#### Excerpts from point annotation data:
start

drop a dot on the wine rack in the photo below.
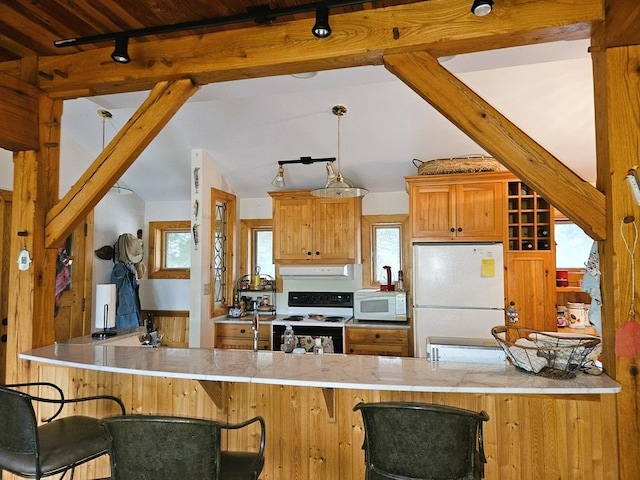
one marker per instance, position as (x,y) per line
(530,219)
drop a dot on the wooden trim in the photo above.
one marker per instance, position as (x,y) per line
(368,223)
(157,247)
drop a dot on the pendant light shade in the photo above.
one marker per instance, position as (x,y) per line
(338,186)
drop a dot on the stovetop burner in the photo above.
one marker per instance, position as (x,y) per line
(318,309)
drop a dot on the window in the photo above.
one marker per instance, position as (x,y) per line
(384,243)
(256,246)
(223,223)
(169,249)
(572,245)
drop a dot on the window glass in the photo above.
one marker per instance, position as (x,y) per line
(263,251)
(572,245)
(170,249)
(177,251)
(388,251)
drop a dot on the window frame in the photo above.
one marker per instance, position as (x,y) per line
(369,223)
(221,308)
(248,227)
(157,231)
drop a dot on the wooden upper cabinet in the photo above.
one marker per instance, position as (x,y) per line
(531,286)
(461,207)
(318,230)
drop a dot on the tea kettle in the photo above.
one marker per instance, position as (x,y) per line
(388,286)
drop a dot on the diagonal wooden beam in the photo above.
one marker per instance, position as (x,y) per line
(163,102)
(528,160)
(359,38)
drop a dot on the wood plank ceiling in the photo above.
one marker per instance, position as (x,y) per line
(28,28)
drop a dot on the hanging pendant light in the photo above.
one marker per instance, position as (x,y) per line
(118,188)
(338,186)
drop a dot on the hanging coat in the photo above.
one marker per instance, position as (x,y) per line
(127,301)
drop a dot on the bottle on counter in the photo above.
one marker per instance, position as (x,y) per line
(400,282)
(288,340)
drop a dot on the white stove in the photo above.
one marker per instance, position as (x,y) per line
(316,314)
(318,309)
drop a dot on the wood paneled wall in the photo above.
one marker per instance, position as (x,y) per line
(527,438)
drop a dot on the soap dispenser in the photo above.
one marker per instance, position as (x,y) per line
(288,340)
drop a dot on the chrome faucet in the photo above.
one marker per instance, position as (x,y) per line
(255,325)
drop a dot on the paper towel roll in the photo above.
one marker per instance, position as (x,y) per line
(104,312)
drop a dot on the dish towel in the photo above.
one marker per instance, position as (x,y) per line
(591,285)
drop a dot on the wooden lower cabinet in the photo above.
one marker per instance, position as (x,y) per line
(377,341)
(530,285)
(240,336)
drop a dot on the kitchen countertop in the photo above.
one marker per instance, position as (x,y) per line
(328,371)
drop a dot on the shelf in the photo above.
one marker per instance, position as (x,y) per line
(529,219)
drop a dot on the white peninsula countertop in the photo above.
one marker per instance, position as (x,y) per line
(363,372)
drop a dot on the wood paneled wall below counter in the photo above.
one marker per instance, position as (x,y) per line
(527,438)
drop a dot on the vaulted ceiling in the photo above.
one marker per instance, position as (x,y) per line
(275,119)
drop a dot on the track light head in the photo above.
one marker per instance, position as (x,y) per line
(278,180)
(321,29)
(480,8)
(120,53)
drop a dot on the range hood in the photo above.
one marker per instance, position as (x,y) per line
(317,271)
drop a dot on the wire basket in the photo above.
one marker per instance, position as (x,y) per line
(548,354)
(466,164)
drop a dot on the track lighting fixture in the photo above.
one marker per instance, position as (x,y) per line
(120,53)
(321,29)
(278,180)
(262,14)
(480,8)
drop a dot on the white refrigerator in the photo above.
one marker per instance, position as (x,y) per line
(458,291)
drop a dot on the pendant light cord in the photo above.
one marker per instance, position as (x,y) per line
(631,250)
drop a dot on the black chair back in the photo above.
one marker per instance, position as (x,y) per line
(18,433)
(422,441)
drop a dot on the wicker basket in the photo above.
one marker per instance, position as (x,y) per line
(549,354)
(469,163)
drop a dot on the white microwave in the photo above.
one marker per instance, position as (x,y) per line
(381,306)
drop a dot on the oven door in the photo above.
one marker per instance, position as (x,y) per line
(335,333)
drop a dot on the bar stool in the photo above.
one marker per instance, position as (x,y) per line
(57,446)
(159,447)
(418,441)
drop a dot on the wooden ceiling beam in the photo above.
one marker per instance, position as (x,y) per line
(358,38)
(18,114)
(528,160)
(164,100)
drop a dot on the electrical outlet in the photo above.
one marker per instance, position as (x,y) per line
(634,183)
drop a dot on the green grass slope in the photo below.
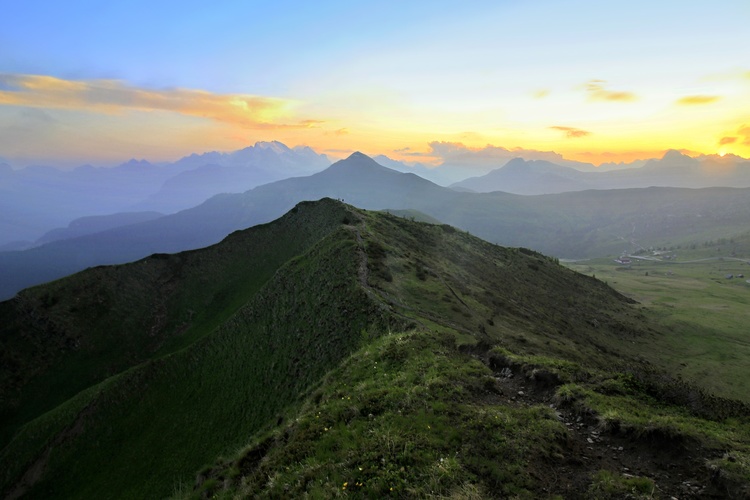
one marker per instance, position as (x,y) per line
(62,337)
(404,359)
(164,418)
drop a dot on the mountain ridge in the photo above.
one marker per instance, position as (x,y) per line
(379,323)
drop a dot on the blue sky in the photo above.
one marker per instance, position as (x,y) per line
(588,79)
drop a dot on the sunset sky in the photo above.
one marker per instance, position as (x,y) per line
(101,82)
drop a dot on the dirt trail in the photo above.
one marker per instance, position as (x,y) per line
(677,467)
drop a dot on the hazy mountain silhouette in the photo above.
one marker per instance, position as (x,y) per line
(37,199)
(674,169)
(527,177)
(573,224)
(337,351)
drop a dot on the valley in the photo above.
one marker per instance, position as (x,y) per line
(379,357)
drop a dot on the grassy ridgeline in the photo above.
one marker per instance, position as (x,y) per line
(302,374)
(160,421)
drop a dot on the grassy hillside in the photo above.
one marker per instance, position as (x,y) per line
(568,225)
(392,357)
(705,313)
(65,336)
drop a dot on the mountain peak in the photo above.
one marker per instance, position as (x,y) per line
(673,154)
(358,156)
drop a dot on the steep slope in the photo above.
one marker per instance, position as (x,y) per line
(393,404)
(570,225)
(359,179)
(70,334)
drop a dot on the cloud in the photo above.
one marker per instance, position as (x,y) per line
(697,99)
(744,131)
(597,92)
(572,133)
(113,96)
(456,153)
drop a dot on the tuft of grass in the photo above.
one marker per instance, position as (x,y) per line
(608,484)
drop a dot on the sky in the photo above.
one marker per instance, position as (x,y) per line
(102,82)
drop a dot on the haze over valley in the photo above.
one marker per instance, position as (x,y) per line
(486,250)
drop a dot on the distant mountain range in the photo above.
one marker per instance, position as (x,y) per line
(37,199)
(340,352)
(526,177)
(573,224)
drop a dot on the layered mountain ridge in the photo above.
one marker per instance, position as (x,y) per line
(341,350)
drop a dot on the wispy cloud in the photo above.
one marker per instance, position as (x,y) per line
(113,96)
(571,132)
(456,153)
(692,100)
(744,132)
(597,92)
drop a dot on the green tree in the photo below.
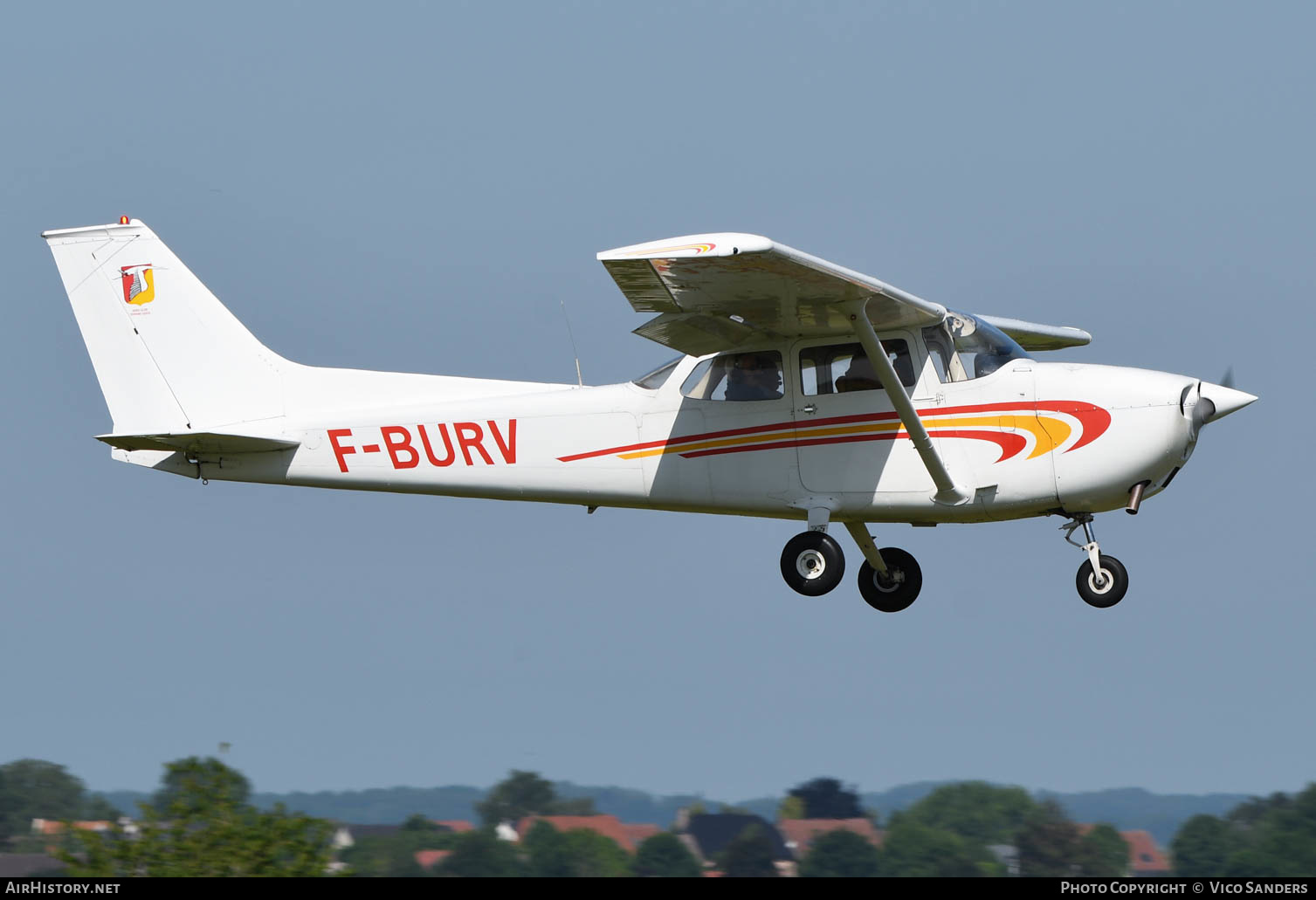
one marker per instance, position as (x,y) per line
(482,854)
(913,850)
(1282,842)
(526,794)
(749,854)
(34,788)
(205,832)
(841,854)
(825,798)
(1203,846)
(199,780)
(791,807)
(576,853)
(664,855)
(979,812)
(595,855)
(394,855)
(1102,853)
(547,851)
(1048,843)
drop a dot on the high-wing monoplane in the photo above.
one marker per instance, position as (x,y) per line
(803,391)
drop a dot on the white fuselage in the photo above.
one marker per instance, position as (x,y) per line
(1025,440)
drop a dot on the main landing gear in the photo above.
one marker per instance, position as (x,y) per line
(812,565)
(1102,581)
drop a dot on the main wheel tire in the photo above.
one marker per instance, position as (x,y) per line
(1111,588)
(812,563)
(900,591)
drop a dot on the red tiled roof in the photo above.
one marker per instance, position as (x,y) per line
(608,827)
(430,858)
(801,833)
(56,827)
(1144,854)
(1145,857)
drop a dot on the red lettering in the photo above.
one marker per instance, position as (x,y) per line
(430,450)
(400,446)
(340,451)
(508,448)
(475,435)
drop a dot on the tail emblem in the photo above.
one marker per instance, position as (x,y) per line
(138,283)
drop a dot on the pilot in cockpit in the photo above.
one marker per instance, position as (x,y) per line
(754,376)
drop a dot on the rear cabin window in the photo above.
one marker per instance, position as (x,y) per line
(845,368)
(736,376)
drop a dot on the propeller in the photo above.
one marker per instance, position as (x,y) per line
(1217,400)
(1203,411)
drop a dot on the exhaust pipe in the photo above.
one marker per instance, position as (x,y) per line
(1136,498)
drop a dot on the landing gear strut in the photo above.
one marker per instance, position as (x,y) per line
(812,565)
(1102,581)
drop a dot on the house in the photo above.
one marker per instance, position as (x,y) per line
(1145,857)
(801,833)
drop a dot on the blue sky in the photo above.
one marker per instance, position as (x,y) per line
(418,186)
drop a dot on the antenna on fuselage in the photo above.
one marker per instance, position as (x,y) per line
(574,352)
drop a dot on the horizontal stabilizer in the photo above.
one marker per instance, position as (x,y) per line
(194,443)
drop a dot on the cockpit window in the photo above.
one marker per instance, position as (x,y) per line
(844,368)
(736,376)
(982,347)
(657,378)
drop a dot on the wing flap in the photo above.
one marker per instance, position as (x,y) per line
(197,443)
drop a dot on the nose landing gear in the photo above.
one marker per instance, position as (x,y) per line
(1102,581)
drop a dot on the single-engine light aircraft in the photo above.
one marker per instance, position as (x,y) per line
(804,391)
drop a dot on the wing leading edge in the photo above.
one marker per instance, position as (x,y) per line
(713,292)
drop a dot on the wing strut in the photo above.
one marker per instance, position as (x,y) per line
(947,492)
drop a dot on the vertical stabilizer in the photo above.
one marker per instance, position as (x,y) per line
(169,355)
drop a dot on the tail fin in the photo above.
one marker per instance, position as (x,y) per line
(169,357)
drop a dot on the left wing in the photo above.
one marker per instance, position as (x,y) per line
(718,291)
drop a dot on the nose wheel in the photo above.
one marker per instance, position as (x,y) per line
(812,563)
(1102,581)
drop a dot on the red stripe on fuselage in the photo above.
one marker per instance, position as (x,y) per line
(1094,420)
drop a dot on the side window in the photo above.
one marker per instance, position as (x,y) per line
(736,376)
(941,350)
(844,368)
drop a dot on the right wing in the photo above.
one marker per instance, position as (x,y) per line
(716,291)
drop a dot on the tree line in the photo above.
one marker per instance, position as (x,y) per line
(202,821)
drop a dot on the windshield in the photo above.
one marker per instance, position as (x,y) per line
(657,378)
(982,347)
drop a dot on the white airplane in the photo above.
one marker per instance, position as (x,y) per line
(806,391)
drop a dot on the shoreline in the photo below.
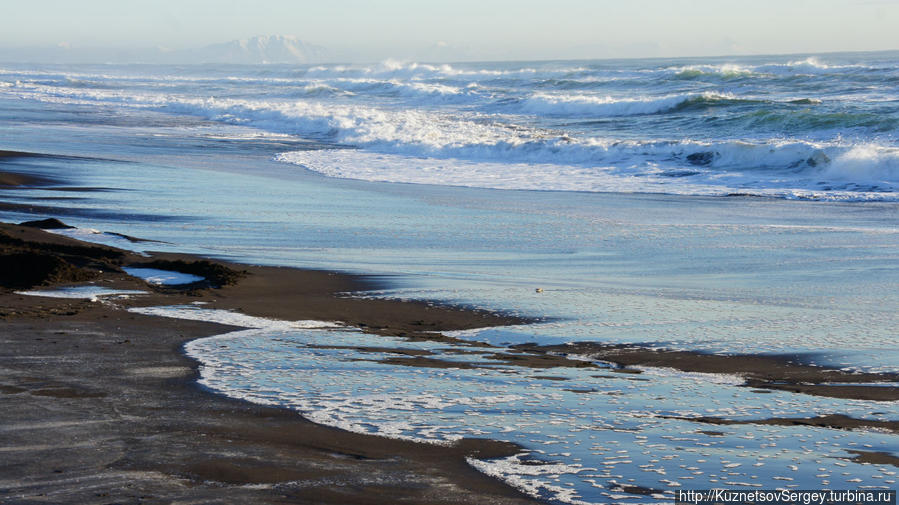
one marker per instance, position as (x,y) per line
(216,457)
(118,397)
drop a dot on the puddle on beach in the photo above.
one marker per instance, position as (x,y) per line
(586,433)
(162,277)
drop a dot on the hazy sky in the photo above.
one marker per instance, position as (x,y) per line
(468,29)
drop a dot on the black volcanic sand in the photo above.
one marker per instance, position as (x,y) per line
(112,412)
(100,405)
(14,180)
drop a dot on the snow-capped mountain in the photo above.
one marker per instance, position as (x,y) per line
(262,49)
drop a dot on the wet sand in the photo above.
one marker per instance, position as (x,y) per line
(100,405)
(766,372)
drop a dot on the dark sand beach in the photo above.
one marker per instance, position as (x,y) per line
(100,405)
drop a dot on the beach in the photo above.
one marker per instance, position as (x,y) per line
(565,282)
(101,405)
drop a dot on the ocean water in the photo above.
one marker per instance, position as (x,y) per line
(729,205)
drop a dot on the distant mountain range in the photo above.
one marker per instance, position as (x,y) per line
(265,49)
(256,50)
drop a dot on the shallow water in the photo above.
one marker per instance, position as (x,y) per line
(684,271)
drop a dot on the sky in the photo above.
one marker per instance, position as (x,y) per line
(467,29)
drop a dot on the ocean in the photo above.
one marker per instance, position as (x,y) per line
(729,205)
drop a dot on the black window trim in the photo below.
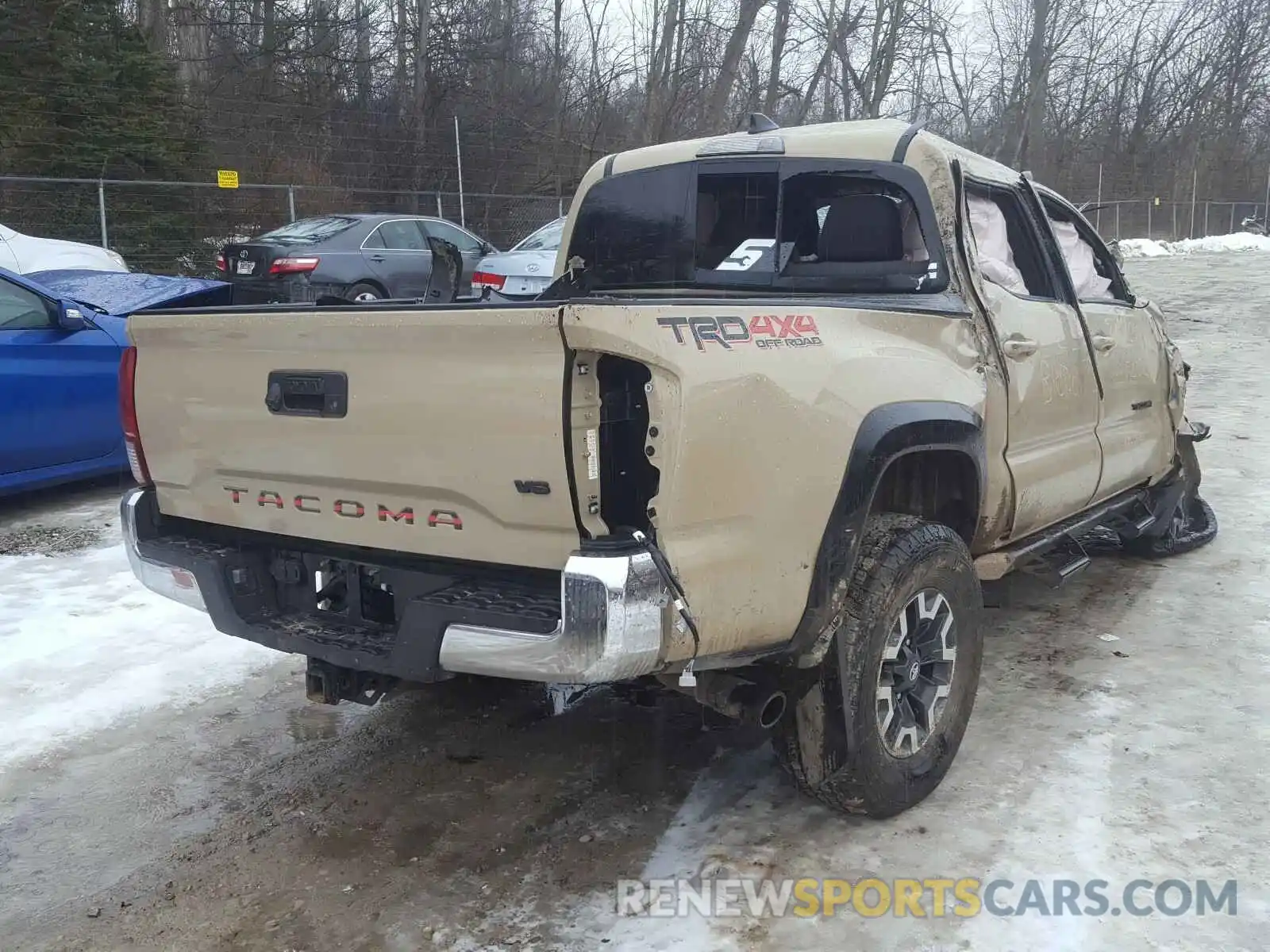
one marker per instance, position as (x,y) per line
(1091,236)
(1043,238)
(899,175)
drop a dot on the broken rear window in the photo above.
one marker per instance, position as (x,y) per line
(778,224)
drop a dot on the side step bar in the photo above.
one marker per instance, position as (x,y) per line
(1060,564)
(1053,549)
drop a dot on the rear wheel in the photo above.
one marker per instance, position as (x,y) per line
(364,292)
(876,727)
(1191,524)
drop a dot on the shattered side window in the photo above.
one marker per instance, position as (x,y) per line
(634,230)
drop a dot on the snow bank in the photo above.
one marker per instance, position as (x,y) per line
(1238,241)
(1143,248)
(84,645)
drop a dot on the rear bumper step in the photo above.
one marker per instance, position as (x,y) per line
(603,622)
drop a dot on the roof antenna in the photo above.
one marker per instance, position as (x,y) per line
(760,124)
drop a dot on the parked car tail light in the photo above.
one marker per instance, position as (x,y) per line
(129,416)
(488,279)
(294,266)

end

#### What you should do:
Extract exactly the lines above from the line containing "drop a dot on the ocean in the photo above." through the last one, both ends included, but not the pictures.

#### Response to this task:
drop a dot on the ocean in the photo above.
one marker per instance, position as (x,y) per line
(729,205)
drop a dot on the black window trim in the photo below.
one marker per instance, position as (x,y) per line
(1091,236)
(1043,238)
(899,175)
drop a dot on the broken rear window in the photo above.
one marker per instance, position as (x,y) per line
(778,224)
drop a dot on the side step bar in the photo above.
one marker per instance, position as (x,y) per line
(1060,564)
(1053,549)
drop a dot on the rear wheel in the photo above.
one marker per instance, position as (x,y) per line
(364,292)
(876,727)
(1191,524)
drop a dot on the shattered side window in the photo above.
one marker per instance, position as (x,y) per line
(634,230)
drop a dot on the snow bank in the photo above.
one marker per instance, position as (x,y) per line
(1238,241)
(1143,248)
(84,645)
drop a dot on the rear bumper step in the photo above.
one marker per instance, position as (x,y) per line
(603,622)
drop a dot on the roof antenna in the photo above.
one marker per instance, position as (x,y) per line
(760,124)
drop a dot on the parked car tail light in the photo above.
one marker per instance, position as (x,y) per line
(129,416)
(488,279)
(294,266)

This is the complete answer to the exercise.